Using the blog posts below, decide whether each statement agrees with them: 1. Unnatural Selection is set to launch on 30th July at the Rea garden in Floodgate Street. 2. The writer attended the Cambridge Darwin festival. 3. Martha West plays Darwin's daughter Annie in the film Creation. Answer yes or no for each, quoting the deciding words.

-- Study text --
◆ ◆ ◆ ◆ ◆ ◆ ◆

Tuesday, July 21, 2009

From Digbeth watesland to darwin-inspired arts space

Just picked this up from the Behind Closer Doors project website:

Two artists from Birmingham are part of an unusual project which has transformed a Digbeth waste-ground into a darwin-inspired exhibition space.

In the wake of the revered scientist’s bicentenary, Helen Grundy and Anne Guest are set to launch Unnatural Selection on 30th July at the Rea garden in Floodgate Street. The project is supported by Arts Council funding and the artists’ collective Behind Closed Doors.

Unnatural Selection aims to replicate Darwin’s methods of using his garden as a laboratory to observe nature, collect samples and carry out experiments.

There is a related workshop on saturday 1st August from 12-3pm.



Hat tip: Lewis Bingle.

Monday, July 13, 2009

PCR in song and video!

The polymerase chain reaction revolutionised molecular biology twenty years ago, opened up the study of ancient DNA from extinct organisms, and similar DNA amplification methods underpin the current revolution in high-throughput sequencing, so it is great to see molecular biology company BioRad celebrating this wonderful technique with a couple of hilarious catchy tongue-in-cheek songs.




Baba Brinkman at the Cambridge Darwin festival

I ducked out of the Cambridge Darwin festival for a variety of reasons, including severe cash flow problems after renovating my house. But Baba Brinkman went and from various sources I hear he had a great time there.

Here he is rapping to David Attenborough in King's College.

Tuesday, July 7, 2009

Another stray link between Darwin and the Wire...

Perhaps my earlier attempts to draw up links between the Darwins and the cult TV show The Wire were rather fanciful... 

But how about this for a more tangible link (left): Darwin's daughter Annie in the forthcoming film Creation is played by 10-year-old Martha West, daughter of Dominic West, who played Jimmy McNulty in The Wire

Everything connects...

I was suckered too...

In case anyone is thinking I have been too rough in publicising quite how many people have fallen for the Annie myth, let me confess, I was suckered by this story too and that is why I am quite so cross to see reality not match up to mythos.

◆ ◆ ◆ ◆ ◆ ◆ ◆

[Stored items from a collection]
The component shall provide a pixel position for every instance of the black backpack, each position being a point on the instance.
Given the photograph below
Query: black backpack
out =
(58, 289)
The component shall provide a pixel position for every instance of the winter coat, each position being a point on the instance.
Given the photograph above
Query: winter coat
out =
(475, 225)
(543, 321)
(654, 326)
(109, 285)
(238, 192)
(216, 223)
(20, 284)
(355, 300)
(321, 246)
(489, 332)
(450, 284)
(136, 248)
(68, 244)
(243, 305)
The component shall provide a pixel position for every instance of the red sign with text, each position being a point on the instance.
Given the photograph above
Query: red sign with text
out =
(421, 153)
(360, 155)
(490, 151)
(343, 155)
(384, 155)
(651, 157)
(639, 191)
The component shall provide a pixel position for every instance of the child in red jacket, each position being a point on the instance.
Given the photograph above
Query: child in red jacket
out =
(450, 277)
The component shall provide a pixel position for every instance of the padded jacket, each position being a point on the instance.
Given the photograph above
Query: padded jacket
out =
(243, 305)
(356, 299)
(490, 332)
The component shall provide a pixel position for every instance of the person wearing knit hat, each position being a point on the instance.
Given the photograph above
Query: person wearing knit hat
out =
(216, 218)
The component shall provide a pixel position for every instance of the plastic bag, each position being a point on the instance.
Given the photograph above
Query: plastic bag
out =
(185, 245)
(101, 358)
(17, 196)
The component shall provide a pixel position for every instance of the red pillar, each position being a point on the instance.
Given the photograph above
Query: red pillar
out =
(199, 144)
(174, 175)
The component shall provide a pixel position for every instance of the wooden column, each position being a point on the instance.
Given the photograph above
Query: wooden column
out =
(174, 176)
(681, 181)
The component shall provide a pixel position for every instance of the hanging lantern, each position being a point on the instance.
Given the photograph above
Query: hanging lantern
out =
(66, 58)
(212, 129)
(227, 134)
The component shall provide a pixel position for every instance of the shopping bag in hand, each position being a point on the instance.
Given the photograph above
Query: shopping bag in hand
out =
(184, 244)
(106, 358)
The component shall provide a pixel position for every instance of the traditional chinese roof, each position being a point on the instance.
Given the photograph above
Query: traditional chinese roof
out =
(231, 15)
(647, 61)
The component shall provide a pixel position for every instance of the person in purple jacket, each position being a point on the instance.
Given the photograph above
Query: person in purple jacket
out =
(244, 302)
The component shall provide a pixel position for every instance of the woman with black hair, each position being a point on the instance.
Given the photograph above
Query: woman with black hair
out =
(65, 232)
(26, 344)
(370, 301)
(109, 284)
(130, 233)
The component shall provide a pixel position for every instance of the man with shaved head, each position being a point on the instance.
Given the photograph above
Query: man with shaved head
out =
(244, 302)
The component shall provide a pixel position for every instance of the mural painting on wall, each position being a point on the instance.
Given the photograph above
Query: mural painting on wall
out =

◆ ◆ ◆ ◆ ◆ ◆ ◆

-- Written answer --
1. Yes: "Helen Grundy and Anne Guest are set to launch Unnatural Selection on 30th July at the Rea garden in Floodgate Street."
2. No: "I ducked out of the Cambridge Darwin festival for a variety of reasons"
3. Yes: "Darwin's daughter Annie in the forthcoming film Creation is played by 10-year-old Martha West"